Referring expression pointing data:
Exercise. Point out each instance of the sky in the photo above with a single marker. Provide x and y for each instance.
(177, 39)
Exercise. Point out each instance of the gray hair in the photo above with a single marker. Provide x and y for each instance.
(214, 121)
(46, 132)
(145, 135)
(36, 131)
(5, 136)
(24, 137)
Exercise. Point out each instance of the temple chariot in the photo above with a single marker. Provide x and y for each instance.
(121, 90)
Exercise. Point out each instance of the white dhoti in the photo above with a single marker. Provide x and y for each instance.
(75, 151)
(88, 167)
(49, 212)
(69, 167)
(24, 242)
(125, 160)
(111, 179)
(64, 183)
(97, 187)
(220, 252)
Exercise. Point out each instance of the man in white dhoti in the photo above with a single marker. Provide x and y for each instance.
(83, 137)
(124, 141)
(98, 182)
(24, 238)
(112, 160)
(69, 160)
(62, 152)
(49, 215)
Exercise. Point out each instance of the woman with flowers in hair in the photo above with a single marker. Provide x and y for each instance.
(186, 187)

Problem statement:
Your answer should hold exactly the lines from the one containing "Exercise. Point out each instance of the white" to the last line of the data, both included, and no others.

Finished exercise:
Exercise. Point out each instance of the white dhoti in the photo above with a single marker. Provide x and y for each instance.
(75, 151)
(88, 167)
(49, 212)
(69, 167)
(24, 242)
(125, 160)
(111, 179)
(64, 183)
(97, 187)
(220, 252)
Exercise. Point out each instance of the man in white dhoti in the photo above with a single marker. Provide x and y for each instance.
(83, 137)
(124, 141)
(98, 182)
(24, 238)
(112, 160)
(69, 160)
(62, 152)
(49, 215)
Exercise. Point out each instance of the woman with flowers in hair in the photo above with a single marker. Provide x and y for each instance.
(186, 187)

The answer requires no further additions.